WRITTEN INSTRUCTION >> All entries below are to be set down again, identical to the source.

========================================

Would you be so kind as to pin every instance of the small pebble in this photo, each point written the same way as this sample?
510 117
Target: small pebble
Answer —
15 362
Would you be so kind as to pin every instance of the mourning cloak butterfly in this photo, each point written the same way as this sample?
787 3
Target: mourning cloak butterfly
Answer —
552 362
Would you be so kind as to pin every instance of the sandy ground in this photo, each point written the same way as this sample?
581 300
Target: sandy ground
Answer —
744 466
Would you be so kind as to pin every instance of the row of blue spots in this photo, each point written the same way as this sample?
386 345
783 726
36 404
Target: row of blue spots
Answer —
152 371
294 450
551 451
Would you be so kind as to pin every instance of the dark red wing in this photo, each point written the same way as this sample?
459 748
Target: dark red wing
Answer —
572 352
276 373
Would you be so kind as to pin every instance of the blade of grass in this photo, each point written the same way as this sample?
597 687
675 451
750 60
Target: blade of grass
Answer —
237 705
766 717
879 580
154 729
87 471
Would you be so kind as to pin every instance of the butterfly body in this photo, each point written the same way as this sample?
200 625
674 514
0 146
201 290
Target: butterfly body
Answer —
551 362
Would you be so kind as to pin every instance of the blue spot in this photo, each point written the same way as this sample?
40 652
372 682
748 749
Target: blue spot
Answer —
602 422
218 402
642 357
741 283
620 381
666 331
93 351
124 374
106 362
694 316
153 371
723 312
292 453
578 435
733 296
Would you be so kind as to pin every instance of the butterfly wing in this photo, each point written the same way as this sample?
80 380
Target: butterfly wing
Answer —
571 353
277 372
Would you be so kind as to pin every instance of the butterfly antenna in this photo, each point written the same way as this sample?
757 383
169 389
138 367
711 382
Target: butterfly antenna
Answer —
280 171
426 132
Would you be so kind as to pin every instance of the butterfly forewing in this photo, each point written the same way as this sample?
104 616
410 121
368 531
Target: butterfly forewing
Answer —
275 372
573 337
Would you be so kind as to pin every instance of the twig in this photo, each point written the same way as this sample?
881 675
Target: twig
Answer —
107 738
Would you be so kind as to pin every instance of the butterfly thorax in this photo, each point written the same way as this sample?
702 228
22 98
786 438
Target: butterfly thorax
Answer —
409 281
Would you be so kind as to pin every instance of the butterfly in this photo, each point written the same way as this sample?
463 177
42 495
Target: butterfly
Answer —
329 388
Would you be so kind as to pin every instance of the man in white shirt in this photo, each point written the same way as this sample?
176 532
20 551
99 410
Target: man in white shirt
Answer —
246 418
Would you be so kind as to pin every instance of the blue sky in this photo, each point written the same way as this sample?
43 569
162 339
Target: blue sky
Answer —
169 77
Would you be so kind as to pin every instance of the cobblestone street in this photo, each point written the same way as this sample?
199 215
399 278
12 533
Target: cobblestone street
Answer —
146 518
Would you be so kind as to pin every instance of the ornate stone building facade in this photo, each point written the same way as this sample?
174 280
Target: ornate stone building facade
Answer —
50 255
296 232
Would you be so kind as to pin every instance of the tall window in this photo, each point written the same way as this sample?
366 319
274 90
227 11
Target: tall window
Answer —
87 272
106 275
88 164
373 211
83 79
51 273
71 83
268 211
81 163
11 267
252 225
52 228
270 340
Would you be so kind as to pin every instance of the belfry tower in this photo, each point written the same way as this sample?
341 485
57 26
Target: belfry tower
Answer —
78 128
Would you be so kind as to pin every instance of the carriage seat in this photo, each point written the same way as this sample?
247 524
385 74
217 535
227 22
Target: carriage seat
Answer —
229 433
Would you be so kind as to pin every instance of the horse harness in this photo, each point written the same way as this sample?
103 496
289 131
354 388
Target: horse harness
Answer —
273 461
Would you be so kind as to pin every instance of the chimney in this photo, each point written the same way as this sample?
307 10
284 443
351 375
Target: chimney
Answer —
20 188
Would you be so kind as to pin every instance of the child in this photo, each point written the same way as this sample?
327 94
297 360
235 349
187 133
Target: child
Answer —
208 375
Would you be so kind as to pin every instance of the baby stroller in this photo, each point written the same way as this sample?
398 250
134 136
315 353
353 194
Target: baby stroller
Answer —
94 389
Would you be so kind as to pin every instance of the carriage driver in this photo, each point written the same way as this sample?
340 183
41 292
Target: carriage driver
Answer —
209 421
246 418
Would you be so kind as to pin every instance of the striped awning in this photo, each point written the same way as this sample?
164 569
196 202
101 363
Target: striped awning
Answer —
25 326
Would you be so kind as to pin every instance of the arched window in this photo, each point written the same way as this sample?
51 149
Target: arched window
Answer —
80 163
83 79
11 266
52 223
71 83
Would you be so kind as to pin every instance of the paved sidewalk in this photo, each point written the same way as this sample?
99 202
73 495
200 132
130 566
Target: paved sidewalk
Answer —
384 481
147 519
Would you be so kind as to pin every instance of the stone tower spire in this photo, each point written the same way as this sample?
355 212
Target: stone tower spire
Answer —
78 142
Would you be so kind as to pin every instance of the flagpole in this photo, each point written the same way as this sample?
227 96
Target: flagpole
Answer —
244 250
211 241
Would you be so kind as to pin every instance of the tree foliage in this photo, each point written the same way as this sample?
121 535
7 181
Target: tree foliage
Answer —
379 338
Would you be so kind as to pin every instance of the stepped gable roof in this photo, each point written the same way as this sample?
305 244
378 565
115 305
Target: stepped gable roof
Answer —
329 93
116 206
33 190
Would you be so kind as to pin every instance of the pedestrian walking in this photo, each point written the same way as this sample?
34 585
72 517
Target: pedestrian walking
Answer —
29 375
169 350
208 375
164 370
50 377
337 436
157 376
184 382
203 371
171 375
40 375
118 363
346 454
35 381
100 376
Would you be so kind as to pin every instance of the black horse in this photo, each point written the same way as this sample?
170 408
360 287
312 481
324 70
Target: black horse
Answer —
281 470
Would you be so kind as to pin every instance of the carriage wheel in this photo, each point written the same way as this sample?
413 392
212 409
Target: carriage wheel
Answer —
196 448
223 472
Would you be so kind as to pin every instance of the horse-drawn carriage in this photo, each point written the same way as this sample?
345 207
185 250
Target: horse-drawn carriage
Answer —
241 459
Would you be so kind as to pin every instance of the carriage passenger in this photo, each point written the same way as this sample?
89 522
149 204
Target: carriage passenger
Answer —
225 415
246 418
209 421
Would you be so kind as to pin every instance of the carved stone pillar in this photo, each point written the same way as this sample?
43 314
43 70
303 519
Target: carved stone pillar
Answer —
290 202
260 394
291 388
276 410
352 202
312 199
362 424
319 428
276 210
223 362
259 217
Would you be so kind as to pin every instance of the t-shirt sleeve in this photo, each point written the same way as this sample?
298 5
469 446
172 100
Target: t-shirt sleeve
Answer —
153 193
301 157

========================================

EXPECTED ANSWER >>
Would you be so kind as to pin every instance of the small pebble in this photo, each point written the same way as this sample?
510 117
Target: small pebble
Answer —
15 362
Would you be so kind as to pin every instance of the mourning cloak butterfly in this photo, each point written the same way as this sample?
787 3
Target: mourning cloak butterfly
Answer —
552 362
Would you be so kind as to pin every instance of the sandy ground in this photo, each point written the same way as this sample?
581 300
Target: sandy ground
Answer —
744 466
Would you be so kind as to pin every instance of the row of blue spots in this photo, each point written the same way as this sample?
386 345
783 726
36 404
Target: row of blue spots
Answer —
152 371
294 450
551 451
Would you be so kind as to pin every instance of the dark red wing in this photo, each point written the same way as this sample?
459 748
Target: dark red wing
Answer —
572 352
276 373
Would you be so kind as to pin every instance of the blade of grass in this photo, each point written the same way as this sample?
597 687
675 451
750 60
Target: blade of grass
Answer —
237 705
766 717
879 580
154 729
87 471
Would you be so kind as to pin every instance of the butterfly body in this photo, each point written the same way as this sample?
200 625
674 514
0 146
201 290
Target: butterfly body
Answer —
551 362
Would you be so kind as to pin every instance of the blue spot in this photo, each point written the same way as this sample?
40 652
372 682
748 749
Target: blue spot
Answer —
602 422
218 402
642 357
741 283
620 381
666 331
93 351
124 374
106 362
694 316
153 371
723 312
292 453
578 435
733 296
Would you be so kind as to pin every instance of the butterfly wing in this photo, each point written the same way as this sample?
80 380
Target: butterfly wing
Answer —
571 353
277 372
Would you be so kind as to pin every instance of the butterfly antenna in this photo, each point written the same way as this sample?
757 383
169 389
138 367
711 382
Target: butterfly antenna
Answer —
280 171
426 132
Would you be so kind as to pin every instance of the butterfly forewing in this photo, each point written the same way as this sample?
104 616
410 121
368 531
Target: butterfly forewing
Answer —
275 372
573 337
Would you be so kind as to pin every instance of the twig in this photo, each point written the same way as this sample?
881 675
Target: twig
Answer —
107 738
Would you be so kind as to pin every instance of the butterfly thorax in this photo, each point written the same way as this sample?
702 228
22 98
786 438
Target: butterfly thorax
Answer —
409 281
Would you be so kind as to pin every instance of the butterfly in this photo, each point written the same way as this sample?
463 177
42 495
Target: butterfly
Answer —
329 388
Would you be so kind as to pin every instance of the man in white shirt in this photo, each point written the same way as this sample?
176 532
20 551
99 410
Target: man in white shirt
Answer —
246 418
Would you be so kind as to pin every instance of the blue sky in this photo, each point written the same way as this sample?
43 569
162 339
Target: blue sky
Answer —
169 77
Would you be so kind as to pin every instance of the cobblestone street in this photo, each point written the same way as this sample?
199 215
399 278
12 533
Target: cobblestone street
Answer —
146 518
Would you be so kind as to pin every instance of the ornate stone building facade in this photo, each point written the same way as this sample?
174 280
Target: ornate stone building facade
Answer —
50 255
296 232
Would you be so kind as to pin every instance of the tall window in this photo, each point written the same way as this sample?
366 319
274 90
227 11
Target: tall window
Answer —
87 272
106 275
88 164
373 211
83 79
51 273
71 83
268 211
81 163
11 267
252 225
52 228
270 340
Would you be so kind as to pin every instance of the belfry tower in this photo, each point written the same way as this sample?
341 485
57 26
Target: belfry tower
Answer —
78 128
Would you be so kind as to pin every instance of the carriage seat in this photo, each point written the same way as this sample?
247 524
385 74
217 535
227 22
Target: carriage seat
Answer —
229 433
Would you be so kind as to pin every instance of the horse harness in this photo, each point written the same way as this sample?
103 496
289 131
354 388
Target: horse harness
Answer —
273 461
Would you be so kind as to pin every instance of the chimney in this photo, each point written the same way as this sample?
307 10
284 443
351 375
Target: chimney
Answer —
20 188
Would you be so kind as to pin every instance of the child in this photo, each point written the same way as this sample?
327 94
297 360
235 349
187 133
Target: child
Answer —
208 375
Would you be so kind as to pin every instance of the baby stroller in this photo, each point written the same way as this sample?
398 250
134 136
315 353
353 194
Target: baby stroller
Answer —
94 389
Would you be so kind as to pin every instance of the carriage driver in this photo, each point written the same way as this sample?
340 183
41 292
Target: carriage driver
Answer —
209 421
246 418
Would you be so kind as to pin every instance of the striped awning in this photo, each point written the same way as this sample?
164 569
196 202
101 363
Target: striped awning
Answer —
25 326
Would you be so kind as to pin every instance of the arched window in this photo, each point written the same way as this sample?
51 149
Target: arched window
Answer —
80 163
83 79
11 266
52 223
71 83
Would you be so kind as to pin every instance of the paved sidewalk in this photo, each point written the same way as this sample?
99 202
73 495
200 132
130 566
Target: paved sidewalk
Answer —
384 481
147 519
Would you be so kind as to pin every instance of the stone tower spire in this photo, each point written the same way as this sample?
355 212
Target: stone tower spire
Answer —
78 142
Would you be so kind as to pin every instance of the flagpole in this photo, each point written the same way as this sample?
227 96
Target: flagpole
Answer —
244 250
211 241
Would you be so kind as to pin every instance of the tree foliage in this photo, each point written the same way as this sample?
121 535
7 181
Target: tree foliage
Answer —
379 338
Would you be so kind as to pin every instance of the stepped gable roof in this photo, each point written the same way as this sample?
305 244
378 565
115 305
Target: stepped gable roof
Answer —
329 93
116 206
33 190
Would you be so kind as to pin every instance of the pedestrian walking in this photo, each point written the same way as this sample?
34 585
72 517
Target: pedestrian walking
Answer —
29 375
169 350
208 375
164 370
50 377
337 436
157 376
184 382
203 371
171 375
40 375
118 363
346 454
35 381
100 376
Would you be so kind as to pin every instance of the black horse in this photo, each point written the same way as this sample?
170 408
360 287
312 481
324 70
Target: black horse
Answer —
281 470
Would you be so kind as to pin every instance of the carriage wheel in this photo, each point written the same way as this sample?
413 392
212 409
Target: carriage wheel
Answer —
196 448
223 472
Would you be so kind as to pin every instance of the horse-drawn carriage in this photo, each point written the same way as this sample?
345 207
185 250
Target: horse-drawn carriage
Answer —
241 459
Would you be so kind as to pin every instance of the carriage passenger in this photo, each point written the same way as this sample?
89 522
149 204
Target: carriage passenger
Answer —
225 415
246 418
209 421
Would you be so kind as to pin every instance of the carved stone pillar in this photo, each point written the same way as this sample?
43 314
43 70
303 519
Target: carved stone pillar
Answer —
290 202
260 394
291 388
276 410
352 202
312 199
362 424
319 428
276 210
223 362
259 217
Would you be so kind as to pin every instance of the t-shirt sleeve in this photo, each point written the same way as this sample?
298 5
469 446
172 100
Target: t-shirt sleeve
Answer —
153 193
301 157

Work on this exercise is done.